== Your instructions ==
Quote each line exactly, from the line that contains "--target coca-cola vending machine" down to the last line of the listing, and no other lines.

== Items listed in a dataset ==

···

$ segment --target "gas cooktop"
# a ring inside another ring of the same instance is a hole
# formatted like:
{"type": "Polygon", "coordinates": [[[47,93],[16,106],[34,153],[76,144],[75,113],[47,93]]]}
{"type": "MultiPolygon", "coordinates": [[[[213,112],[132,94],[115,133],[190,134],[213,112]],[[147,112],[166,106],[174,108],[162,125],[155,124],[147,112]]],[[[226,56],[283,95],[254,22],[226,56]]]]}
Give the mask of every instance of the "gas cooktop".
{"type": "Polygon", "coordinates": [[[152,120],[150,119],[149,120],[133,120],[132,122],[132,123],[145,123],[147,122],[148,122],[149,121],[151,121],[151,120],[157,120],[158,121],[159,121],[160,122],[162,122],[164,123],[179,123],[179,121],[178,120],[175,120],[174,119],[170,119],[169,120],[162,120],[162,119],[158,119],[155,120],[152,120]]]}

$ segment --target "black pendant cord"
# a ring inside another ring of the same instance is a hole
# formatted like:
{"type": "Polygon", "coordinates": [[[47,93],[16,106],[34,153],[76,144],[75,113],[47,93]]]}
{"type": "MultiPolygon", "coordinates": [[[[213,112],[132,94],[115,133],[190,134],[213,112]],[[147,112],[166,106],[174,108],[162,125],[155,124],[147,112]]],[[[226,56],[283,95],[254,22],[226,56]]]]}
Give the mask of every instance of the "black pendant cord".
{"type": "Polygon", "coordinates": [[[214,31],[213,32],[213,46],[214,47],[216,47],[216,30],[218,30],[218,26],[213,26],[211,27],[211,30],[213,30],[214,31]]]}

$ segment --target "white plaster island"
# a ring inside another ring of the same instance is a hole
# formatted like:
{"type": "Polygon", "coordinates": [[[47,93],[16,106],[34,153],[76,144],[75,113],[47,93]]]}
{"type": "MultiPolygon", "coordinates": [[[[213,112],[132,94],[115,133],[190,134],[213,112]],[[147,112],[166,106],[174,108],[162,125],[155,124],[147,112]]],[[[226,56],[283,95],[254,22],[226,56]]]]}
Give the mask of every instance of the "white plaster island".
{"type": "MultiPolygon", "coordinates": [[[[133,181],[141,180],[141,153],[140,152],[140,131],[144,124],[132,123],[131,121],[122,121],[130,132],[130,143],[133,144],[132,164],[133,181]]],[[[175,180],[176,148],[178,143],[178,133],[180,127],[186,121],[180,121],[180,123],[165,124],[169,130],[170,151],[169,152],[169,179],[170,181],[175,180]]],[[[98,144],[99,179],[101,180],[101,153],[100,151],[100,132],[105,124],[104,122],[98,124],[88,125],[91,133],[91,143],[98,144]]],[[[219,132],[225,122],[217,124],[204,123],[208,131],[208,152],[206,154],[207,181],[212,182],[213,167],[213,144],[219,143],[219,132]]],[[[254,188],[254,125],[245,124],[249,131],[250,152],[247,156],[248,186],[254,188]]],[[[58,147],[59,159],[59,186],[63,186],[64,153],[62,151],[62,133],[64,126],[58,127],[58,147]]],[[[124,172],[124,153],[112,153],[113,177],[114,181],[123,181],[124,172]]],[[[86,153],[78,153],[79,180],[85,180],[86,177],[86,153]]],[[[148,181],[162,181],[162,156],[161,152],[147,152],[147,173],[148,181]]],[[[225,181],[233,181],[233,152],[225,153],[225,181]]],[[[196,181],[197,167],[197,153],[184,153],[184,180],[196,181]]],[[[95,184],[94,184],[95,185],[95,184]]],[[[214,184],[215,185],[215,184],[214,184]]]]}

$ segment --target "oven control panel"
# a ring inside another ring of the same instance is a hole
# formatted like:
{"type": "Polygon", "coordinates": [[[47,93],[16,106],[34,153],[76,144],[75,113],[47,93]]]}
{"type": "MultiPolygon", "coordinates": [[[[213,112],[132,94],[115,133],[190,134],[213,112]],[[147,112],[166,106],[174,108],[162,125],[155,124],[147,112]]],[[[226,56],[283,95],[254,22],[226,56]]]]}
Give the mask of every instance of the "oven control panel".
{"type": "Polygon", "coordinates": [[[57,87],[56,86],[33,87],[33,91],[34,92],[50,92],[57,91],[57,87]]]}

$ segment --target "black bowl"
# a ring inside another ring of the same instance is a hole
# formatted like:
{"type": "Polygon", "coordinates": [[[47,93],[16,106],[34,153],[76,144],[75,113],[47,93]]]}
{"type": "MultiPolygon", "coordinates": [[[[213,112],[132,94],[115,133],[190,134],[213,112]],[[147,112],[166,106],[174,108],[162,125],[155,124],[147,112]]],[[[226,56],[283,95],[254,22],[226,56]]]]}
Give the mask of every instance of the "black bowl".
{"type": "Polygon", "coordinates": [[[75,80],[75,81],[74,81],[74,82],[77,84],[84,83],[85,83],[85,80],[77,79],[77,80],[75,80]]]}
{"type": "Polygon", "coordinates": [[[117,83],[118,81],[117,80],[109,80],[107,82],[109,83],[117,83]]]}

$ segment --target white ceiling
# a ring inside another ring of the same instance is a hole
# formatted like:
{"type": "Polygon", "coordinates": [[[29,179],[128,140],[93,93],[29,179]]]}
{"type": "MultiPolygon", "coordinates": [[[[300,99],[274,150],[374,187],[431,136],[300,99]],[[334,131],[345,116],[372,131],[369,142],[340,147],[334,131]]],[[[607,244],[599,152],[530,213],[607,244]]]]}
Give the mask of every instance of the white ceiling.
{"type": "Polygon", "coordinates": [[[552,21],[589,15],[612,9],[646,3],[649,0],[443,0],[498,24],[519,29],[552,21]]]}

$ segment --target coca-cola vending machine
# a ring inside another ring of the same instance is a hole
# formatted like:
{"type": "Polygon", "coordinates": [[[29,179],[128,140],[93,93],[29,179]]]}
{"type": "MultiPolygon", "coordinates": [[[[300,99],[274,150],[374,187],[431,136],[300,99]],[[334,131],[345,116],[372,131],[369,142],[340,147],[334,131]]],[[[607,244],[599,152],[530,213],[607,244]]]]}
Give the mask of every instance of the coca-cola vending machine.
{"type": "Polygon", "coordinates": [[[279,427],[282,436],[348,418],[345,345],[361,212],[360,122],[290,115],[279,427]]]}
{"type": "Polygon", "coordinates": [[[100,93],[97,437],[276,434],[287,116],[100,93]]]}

···

== The response ==
$ segment --target coca-cola vending machine
# a ring inside another ring of the same instance is a hole
# formatted like:
{"type": "Polygon", "coordinates": [[[29,179],[128,140],[93,93],[29,179]]]}
{"type": "MultiPolygon", "coordinates": [[[[300,99],[274,150],[374,187],[431,136],[300,99]],[[334,131],[345,116],[372,131],[369,142],[340,147],[334,131]]],[[[607,244],[599,152],[530,213],[607,244]]]]}
Give the mask of every instance of the coca-cola vending machine.
{"type": "Polygon", "coordinates": [[[279,427],[282,436],[348,418],[345,345],[361,212],[360,122],[290,115],[279,427]]]}
{"type": "Polygon", "coordinates": [[[100,93],[97,437],[276,434],[287,116],[100,93]]]}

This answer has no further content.